**ENTRIES PROVIDED**
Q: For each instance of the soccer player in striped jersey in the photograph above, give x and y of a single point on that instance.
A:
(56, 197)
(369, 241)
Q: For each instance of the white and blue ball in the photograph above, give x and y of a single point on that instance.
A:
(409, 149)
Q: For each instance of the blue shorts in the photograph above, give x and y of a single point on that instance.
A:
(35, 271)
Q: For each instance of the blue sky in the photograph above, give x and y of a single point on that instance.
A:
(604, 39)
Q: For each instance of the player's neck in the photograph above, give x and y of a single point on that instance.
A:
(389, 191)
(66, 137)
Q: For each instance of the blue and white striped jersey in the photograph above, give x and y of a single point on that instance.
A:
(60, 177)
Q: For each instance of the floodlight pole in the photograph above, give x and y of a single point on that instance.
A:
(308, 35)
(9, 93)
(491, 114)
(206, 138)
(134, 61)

**DIRECTIVE**
Can you rewrite the records above, from the line containing "Q: For each instance of the floodlight" through the last line, as a numbered list that leaves out blank lines?

**FINISHED TASK**
1. Q: For each instance of the floodlight pole in the photograph above, give x and y of a single point on that instance.
2. A:
3. (308, 35)
4. (9, 93)
5. (491, 114)
6. (206, 138)
7. (134, 61)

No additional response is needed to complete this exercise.